Could you output, word for word, the part of the chemical industry survey report that begins at the words "Recent Government investment" and stops after "is harming growth."?

START Source extract

Sales continue to fall although expectations for the next quarter are slightly more positive.
Apart from high energy prices, labour cost increase is now also the main issue.
Recent Government investment support has not had an impact in the chemical sector. The UK is significantly less competitive compared to other countries, which is harming growth.
The latest figures from one of the UK’s largest manufacturing industries show a fall in sales with no expectation of a full recovery in Q2.
The Q1 Chemical Industries Association business survey results show that 34 per cent of companies experienced a decrease in sales in the first quarter of 2023. It is important to note that although this is less than the 56 per cent of companies who reported a fall in sales in the last quarter of 2022, this remains a concerning issue. Nevertheless, expectations for later in 2023 are far more optimistic as 70 per cent of respondents expect to see an increase in sales driven by new orders.
The survey also shows that although energy prices remain the number one concern for chemical companies, labour costs are now running them a close second. To show the significance of this, in the previous survey, 44 per cent of respondents ranked energy price increase as the main concern, a number which has now dropped to 32 per cent in this survey. However, the percentage of those who consider labour cost as the main issue going forward has risen from 9 to 20 per cent.
The Chemical Industries Association’s Chief Executive Steve Elliott said: “It is never good to see that a third of respondents are seeing a fall in sales in the first quarter of any year, but it is encouraging to see that despite this fall, plus the energy and labour cost challenges, there remains an expectation of improvement. However, some issues remain the same. We continue to stress that more action is needed from Government to convince international investors that the UK is a competitive place to do business. Our survey shows that 73 per cent of members did not feel that the Budget and the capital allowance scheme will significantly impact business investment. The chemical industry would have liked to see more financial support and clearer guidance over the Net Zero transition and decarbonisation. The lack of any clear structure and competitive response to the American Inflation Reduction Act and the European Union’s Green Deal and Net Zero Industry Act is making the UK a significantly less preferred place for investment especially compared to North America, China, Germany specifically and other European countries generally”.
Steve added: “This is a substantial challenge not just for our sector itself but whole communities across the country where chemical companies have production sites and support the economic, social and environmental progress of local areas”.
Commenting on the survey results, the Association’s Economist, Michela Borra said: “Despite a slight increase in sales in Q1 2023 compared to Q4 2022, it is important to acknowledge the severe impact on chemical businesses of the last quarter of 2022; as over half of respondents reported a decrease in sales. It is concerning that our latest figures show a third of respondents still experiencing a further contraction in sales as both domestic and exports in the beginning of this year. On a positive note, from the business survey and conversations with member companies, it emerged that 40 per cent have experienced an easing of supply chains. Nevertheless, the lack of support by the government towards the green economy transition and the tight labour market conditions that increased the cost per capita of workers forewarn a tough year for the industry”.
For more information or to interview Steve Elliott, please get in touch - Simon Marsh at [email protected] or 07951 389197.
The CIA’s Q1 Business Survey was completed by 56 chemical companies who have operations right across the UK and encompass, small, mid-size and large corporate businesses.
The survey focuses on performance in the First quarter of 2023 (July, August and September) and what is expected in the second quarter of th
is year and in 12-months’ time. Aside from the standard questions on industry performance and the challenges faced by the industry, this edition contained questions surrounding reactions to the spring budget, retirement rates, and international competitiveness.

END Source extract
START Records shown

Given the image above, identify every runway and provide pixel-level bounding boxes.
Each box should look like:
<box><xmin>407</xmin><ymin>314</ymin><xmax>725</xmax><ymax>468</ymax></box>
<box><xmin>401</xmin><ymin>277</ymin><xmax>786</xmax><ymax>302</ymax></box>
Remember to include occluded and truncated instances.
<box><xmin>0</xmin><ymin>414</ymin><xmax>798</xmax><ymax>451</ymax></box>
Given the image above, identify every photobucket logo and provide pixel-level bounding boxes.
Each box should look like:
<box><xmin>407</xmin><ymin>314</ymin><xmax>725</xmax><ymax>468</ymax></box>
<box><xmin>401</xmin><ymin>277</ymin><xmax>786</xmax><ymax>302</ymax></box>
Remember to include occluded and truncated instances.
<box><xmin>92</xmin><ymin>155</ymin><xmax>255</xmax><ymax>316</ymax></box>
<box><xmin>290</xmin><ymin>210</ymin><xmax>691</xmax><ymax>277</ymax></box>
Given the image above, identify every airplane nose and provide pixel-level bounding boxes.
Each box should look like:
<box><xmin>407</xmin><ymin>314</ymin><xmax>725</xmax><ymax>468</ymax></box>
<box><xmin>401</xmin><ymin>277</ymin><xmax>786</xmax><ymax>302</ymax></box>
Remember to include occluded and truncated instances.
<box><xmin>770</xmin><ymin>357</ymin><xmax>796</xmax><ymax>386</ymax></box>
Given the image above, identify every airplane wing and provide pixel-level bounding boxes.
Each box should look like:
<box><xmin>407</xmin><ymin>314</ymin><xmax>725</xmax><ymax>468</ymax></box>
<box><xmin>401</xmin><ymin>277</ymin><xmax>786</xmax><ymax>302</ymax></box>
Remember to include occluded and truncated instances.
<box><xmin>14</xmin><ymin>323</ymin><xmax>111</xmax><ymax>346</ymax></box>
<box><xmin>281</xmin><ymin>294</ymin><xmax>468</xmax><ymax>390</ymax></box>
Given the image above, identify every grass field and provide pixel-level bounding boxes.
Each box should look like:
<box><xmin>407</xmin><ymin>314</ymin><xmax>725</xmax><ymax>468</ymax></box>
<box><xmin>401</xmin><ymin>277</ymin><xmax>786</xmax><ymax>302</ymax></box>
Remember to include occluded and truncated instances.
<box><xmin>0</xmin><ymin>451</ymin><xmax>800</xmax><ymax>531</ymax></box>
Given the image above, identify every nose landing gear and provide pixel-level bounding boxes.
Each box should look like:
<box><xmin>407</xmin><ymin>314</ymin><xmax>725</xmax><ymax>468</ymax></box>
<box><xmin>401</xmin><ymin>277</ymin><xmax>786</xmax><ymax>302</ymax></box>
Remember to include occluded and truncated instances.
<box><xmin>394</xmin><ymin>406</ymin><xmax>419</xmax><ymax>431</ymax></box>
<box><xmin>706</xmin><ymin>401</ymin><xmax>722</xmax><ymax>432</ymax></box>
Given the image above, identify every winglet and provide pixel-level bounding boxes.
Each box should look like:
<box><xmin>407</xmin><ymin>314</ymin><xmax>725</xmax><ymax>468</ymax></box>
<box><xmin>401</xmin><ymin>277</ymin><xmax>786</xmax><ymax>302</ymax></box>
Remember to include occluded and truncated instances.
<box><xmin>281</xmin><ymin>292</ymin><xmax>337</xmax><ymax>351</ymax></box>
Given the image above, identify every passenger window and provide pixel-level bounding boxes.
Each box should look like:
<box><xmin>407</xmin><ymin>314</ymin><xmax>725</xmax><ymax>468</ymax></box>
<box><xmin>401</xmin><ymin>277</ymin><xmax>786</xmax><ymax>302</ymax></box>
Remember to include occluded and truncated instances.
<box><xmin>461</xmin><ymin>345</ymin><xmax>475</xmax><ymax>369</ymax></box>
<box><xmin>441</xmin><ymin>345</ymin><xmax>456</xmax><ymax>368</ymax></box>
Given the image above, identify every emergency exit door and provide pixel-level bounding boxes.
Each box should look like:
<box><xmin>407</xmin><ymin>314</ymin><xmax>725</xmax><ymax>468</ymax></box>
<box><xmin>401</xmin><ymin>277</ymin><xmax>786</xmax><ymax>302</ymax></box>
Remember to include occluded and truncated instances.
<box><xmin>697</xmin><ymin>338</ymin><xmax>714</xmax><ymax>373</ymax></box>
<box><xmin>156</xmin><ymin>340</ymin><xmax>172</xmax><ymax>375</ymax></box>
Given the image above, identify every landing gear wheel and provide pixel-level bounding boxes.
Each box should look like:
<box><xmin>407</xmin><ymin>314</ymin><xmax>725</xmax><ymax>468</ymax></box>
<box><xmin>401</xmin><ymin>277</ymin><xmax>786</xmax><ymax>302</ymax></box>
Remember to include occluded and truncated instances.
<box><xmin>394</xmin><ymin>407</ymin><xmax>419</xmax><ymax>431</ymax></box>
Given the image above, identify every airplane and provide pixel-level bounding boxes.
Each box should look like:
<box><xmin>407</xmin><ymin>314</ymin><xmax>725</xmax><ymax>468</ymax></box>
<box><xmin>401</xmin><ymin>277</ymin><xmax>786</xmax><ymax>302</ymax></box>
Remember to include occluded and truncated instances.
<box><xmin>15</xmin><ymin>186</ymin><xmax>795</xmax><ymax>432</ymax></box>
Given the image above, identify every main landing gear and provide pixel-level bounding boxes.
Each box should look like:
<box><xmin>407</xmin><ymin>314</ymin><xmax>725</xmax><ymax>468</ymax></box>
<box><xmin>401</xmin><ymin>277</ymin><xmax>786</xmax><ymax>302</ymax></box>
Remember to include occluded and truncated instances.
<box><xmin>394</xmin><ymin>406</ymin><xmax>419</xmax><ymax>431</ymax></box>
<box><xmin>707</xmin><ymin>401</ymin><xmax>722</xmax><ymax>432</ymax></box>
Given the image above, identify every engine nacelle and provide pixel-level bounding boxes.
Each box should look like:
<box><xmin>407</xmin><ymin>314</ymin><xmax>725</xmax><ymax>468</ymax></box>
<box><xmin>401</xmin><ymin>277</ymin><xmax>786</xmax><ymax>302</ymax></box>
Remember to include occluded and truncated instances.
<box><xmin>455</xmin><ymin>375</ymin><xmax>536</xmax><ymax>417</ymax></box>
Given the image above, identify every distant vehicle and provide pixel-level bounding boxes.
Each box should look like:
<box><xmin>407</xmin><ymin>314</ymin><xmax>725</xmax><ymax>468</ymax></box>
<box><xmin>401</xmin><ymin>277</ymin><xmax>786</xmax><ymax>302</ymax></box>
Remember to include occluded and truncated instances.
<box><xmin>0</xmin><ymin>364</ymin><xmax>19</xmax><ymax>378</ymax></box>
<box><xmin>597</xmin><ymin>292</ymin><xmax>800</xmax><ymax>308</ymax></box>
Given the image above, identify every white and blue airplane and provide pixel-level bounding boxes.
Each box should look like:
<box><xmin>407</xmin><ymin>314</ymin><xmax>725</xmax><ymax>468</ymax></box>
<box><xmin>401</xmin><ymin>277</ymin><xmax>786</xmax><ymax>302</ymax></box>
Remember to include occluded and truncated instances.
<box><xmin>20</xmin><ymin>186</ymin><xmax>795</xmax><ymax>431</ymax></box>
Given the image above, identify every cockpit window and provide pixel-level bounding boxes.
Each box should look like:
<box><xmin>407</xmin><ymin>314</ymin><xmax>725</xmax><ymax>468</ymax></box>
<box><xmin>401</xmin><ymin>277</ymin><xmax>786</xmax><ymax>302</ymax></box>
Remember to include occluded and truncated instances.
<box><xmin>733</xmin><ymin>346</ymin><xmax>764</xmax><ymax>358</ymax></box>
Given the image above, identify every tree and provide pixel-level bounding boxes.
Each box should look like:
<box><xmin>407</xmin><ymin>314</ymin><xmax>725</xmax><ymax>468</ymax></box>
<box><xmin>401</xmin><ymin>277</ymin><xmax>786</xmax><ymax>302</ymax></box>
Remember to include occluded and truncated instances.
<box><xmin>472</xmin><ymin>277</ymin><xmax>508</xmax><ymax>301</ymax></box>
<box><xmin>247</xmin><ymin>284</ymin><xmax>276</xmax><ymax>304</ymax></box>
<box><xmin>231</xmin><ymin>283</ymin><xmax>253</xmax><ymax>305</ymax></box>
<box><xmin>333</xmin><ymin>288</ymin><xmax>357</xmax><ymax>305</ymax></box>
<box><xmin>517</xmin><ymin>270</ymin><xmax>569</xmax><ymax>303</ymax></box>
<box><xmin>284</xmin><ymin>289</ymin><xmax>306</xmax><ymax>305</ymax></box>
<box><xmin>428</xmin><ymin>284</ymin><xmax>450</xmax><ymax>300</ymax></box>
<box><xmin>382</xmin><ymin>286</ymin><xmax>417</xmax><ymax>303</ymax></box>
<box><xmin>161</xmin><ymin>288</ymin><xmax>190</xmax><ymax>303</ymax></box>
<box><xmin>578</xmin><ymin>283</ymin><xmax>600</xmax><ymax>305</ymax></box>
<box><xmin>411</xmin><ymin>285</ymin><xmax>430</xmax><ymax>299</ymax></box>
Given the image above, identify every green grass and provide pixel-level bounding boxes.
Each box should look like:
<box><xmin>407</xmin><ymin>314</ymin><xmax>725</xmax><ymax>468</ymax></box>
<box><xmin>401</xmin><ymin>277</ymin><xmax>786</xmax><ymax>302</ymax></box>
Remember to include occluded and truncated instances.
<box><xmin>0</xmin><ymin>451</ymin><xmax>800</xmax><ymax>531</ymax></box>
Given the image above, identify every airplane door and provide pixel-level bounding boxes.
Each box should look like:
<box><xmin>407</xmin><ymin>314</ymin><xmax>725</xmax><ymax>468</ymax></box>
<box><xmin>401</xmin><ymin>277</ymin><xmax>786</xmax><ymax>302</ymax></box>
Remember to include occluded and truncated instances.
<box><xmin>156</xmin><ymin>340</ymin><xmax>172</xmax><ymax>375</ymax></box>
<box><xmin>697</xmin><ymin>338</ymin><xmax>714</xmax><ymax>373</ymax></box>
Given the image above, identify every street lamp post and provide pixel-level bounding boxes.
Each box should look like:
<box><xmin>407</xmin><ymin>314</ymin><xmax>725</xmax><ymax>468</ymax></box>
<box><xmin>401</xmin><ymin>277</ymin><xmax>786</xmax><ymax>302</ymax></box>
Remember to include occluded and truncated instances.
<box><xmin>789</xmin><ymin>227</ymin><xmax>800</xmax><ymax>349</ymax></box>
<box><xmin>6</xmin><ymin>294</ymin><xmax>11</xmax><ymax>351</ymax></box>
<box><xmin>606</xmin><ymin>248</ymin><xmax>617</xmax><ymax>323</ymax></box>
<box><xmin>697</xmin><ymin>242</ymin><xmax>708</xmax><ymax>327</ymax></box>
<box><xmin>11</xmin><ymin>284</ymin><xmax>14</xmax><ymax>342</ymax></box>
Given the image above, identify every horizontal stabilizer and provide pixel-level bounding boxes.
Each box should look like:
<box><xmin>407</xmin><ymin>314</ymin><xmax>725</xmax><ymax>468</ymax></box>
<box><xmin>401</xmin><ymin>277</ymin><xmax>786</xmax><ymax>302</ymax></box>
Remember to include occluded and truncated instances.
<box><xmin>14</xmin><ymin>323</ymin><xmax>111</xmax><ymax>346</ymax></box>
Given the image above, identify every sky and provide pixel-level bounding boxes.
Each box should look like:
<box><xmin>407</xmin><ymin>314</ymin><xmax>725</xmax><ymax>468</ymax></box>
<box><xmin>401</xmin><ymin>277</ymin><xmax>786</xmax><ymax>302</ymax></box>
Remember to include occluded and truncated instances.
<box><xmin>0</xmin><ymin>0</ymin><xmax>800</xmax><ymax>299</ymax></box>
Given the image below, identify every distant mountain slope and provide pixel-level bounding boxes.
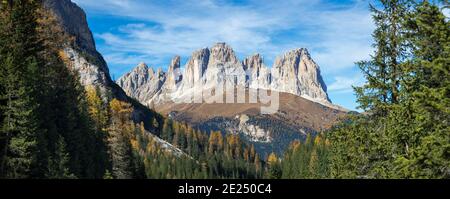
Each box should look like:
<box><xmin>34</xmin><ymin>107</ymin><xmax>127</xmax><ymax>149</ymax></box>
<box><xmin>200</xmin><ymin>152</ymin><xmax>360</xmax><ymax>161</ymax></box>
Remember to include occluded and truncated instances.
<box><xmin>43</xmin><ymin>0</ymin><xmax>163</xmax><ymax>132</ymax></box>
<box><xmin>155</xmin><ymin>89</ymin><xmax>347</xmax><ymax>155</ymax></box>
<box><xmin>117</xmin><ymin>43</ymin><xmax>334</xmax><ymax>107</ymax></box>
<box><xmin>117</xmin><ymin>43</ymin><xmax>347</xmax><ymax>155</ymax></box>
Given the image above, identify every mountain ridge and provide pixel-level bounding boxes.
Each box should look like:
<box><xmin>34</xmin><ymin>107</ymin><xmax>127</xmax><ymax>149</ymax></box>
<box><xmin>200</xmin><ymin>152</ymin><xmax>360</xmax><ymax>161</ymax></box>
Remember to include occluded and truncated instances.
<box><xmin>117</xmin><ymin>42</ymin><xmax>340</xmax><ymax>111</ymax></box>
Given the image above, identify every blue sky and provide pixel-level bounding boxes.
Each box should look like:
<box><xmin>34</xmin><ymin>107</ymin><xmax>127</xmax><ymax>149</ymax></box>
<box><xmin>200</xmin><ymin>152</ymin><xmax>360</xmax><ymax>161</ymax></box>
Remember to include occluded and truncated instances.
<box><xmin>72</xmin><ymin>0</ymin><xmax>374</xmax><ymax>110</ymax></box>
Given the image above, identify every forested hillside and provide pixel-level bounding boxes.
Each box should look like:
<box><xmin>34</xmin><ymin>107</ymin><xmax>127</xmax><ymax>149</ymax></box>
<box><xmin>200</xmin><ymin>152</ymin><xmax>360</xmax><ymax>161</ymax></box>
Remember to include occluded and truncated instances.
<box><xmin>0</xmin><ymin>0</ymin><xmax>450</xmax><ymax>179</ymax></box>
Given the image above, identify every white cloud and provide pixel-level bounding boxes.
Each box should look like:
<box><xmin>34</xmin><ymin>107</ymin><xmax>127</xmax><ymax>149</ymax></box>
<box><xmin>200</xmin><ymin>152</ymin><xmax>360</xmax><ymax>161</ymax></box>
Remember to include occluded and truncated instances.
<box><xmin>328</xmin><ymin>74</ymin><xmax>364</xmax><ymax>93</ymax></box>
<box><xmin>74</xmin><ymin>0</ymin><xmax>372</xmax><ymax>74</ymax></box>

END Records shown

▸ **Exercise answer**
Recent Government investment support has not had an impact in the chemical sector. The UK is significantly less competitive compared to other countries, which is harming growth.